▶ EXERCISE AIM:
Could you rewrite the material starting at the line containing "Query: metal pot lid" and ending at the end of the material, scaling each point coordinate by 1.75 and rounding to a whole number with halves going up, while copying every other line unchanged?

━━━ INPUT ROWS

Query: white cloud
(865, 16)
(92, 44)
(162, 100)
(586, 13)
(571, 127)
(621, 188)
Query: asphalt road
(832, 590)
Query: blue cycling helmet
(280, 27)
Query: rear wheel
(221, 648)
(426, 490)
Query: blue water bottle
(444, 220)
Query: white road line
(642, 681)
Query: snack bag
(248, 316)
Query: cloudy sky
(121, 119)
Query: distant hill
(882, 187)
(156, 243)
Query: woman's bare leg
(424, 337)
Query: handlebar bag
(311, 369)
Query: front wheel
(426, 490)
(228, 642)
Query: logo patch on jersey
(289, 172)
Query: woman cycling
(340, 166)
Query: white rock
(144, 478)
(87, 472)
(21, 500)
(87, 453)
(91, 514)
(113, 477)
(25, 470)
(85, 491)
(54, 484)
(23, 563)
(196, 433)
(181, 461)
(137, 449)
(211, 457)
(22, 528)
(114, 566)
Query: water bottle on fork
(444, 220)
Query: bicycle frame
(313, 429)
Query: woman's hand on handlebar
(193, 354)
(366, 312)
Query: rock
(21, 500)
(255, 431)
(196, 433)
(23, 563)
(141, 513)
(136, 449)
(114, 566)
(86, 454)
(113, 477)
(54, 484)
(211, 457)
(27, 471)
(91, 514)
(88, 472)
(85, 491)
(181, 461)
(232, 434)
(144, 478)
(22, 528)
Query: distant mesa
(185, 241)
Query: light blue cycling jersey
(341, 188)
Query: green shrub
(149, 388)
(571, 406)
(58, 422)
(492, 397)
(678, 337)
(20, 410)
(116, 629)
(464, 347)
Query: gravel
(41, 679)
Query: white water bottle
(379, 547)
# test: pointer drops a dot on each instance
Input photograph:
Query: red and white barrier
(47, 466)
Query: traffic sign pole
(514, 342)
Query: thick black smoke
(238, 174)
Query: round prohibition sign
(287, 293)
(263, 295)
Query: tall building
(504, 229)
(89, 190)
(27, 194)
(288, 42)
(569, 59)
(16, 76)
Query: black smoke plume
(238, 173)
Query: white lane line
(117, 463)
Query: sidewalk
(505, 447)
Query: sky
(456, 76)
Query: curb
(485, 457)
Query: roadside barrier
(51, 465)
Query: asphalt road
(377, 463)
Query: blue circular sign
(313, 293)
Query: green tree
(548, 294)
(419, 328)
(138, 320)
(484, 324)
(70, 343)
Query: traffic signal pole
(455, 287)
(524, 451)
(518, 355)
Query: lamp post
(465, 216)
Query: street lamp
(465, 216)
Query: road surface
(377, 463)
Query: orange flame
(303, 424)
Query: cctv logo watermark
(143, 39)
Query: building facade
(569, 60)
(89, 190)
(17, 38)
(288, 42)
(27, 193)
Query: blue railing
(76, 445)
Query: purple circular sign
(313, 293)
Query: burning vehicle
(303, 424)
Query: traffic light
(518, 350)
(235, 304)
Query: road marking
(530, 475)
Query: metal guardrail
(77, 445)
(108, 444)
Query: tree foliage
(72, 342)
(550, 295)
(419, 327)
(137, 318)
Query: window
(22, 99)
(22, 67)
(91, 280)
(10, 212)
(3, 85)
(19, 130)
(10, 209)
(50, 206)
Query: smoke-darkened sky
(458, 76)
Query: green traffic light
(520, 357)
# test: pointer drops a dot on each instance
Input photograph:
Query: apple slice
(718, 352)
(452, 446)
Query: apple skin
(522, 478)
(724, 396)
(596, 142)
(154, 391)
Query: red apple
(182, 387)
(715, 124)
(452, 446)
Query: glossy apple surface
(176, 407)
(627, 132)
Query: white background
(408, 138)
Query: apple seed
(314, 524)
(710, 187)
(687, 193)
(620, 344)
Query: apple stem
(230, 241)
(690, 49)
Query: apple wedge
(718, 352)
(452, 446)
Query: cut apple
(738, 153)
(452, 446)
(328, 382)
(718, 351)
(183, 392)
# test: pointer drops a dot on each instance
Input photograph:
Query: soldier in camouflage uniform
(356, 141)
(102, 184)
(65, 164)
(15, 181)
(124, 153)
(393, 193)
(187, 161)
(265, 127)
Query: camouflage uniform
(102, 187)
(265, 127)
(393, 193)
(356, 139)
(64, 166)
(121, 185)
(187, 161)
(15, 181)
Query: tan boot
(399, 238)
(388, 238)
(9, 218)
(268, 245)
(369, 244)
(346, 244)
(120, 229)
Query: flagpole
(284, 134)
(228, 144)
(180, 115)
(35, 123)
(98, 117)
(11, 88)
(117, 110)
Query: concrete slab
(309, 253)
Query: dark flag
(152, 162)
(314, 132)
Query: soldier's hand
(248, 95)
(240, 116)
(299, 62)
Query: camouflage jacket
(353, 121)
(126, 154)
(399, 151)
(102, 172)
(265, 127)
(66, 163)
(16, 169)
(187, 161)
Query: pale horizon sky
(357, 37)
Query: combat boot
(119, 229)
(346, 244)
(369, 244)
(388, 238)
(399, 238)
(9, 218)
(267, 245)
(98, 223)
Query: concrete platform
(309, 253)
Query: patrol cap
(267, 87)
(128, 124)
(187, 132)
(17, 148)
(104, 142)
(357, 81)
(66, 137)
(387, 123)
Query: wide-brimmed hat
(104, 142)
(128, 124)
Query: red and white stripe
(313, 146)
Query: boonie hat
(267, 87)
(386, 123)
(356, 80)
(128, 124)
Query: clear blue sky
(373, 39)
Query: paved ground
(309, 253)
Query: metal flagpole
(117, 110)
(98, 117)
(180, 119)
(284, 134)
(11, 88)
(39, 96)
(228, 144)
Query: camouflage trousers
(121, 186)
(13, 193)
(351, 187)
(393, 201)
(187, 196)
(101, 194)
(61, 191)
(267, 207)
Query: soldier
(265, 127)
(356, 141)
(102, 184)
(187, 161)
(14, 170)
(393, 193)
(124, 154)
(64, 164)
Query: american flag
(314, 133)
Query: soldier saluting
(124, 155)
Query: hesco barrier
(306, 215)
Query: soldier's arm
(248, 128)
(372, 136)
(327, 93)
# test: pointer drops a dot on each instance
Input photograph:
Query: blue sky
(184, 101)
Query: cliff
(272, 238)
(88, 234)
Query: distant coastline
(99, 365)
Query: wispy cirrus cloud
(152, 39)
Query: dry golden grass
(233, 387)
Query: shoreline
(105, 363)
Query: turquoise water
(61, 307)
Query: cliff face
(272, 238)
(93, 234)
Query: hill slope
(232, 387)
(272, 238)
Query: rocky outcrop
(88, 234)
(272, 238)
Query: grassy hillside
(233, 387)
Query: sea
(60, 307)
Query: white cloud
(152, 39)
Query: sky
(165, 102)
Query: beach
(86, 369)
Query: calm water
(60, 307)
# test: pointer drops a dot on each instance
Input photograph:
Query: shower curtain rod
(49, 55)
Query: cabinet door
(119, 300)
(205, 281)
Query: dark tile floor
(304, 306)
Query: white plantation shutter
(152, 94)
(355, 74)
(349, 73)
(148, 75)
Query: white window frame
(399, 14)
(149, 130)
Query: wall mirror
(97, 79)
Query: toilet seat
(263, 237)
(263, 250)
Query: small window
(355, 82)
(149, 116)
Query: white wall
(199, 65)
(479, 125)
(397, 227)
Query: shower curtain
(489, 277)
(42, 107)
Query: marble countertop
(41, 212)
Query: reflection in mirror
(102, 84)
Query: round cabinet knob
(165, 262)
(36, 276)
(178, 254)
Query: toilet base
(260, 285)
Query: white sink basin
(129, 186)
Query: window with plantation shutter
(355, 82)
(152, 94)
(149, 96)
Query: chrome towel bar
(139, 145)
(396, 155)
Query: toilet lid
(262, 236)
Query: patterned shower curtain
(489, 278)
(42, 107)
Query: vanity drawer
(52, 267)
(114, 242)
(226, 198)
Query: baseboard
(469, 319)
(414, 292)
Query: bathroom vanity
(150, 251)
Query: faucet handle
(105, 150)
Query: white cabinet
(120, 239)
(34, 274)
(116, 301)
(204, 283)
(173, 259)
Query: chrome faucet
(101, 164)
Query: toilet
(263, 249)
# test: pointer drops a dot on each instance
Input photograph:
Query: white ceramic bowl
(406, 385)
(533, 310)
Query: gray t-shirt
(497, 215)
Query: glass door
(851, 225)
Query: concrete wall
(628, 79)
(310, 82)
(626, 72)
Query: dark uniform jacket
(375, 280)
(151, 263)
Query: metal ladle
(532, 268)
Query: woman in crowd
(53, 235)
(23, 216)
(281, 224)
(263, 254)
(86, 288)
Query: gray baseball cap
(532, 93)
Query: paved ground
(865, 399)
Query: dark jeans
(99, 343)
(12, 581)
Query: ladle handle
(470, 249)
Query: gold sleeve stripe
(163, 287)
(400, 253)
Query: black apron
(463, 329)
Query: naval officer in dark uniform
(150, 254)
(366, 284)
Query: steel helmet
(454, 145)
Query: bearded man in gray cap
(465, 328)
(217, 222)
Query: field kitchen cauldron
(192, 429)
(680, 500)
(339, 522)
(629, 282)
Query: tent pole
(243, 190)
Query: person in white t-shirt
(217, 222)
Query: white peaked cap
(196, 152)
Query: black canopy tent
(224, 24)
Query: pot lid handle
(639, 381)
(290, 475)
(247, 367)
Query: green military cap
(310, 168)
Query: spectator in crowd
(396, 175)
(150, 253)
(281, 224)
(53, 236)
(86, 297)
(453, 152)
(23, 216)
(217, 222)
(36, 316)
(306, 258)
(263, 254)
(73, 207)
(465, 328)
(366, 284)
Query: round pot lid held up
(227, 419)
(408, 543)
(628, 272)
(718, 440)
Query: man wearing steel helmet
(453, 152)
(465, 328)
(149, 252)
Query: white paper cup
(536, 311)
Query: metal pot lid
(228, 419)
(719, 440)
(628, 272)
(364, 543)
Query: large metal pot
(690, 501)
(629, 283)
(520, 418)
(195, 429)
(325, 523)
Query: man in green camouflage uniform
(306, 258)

━━━━━━

▶ EXERCISE RESULT:
Query: metal pot lid
(399, 733)
(1258, 770)
(1099, 476)
(637, 950)
Query: large metal pot
(1208, 877)
(1101, 495)
(910, 732)
(341, 751)
(569, 915)
Query: man in green camouflage uniform
(536, 452)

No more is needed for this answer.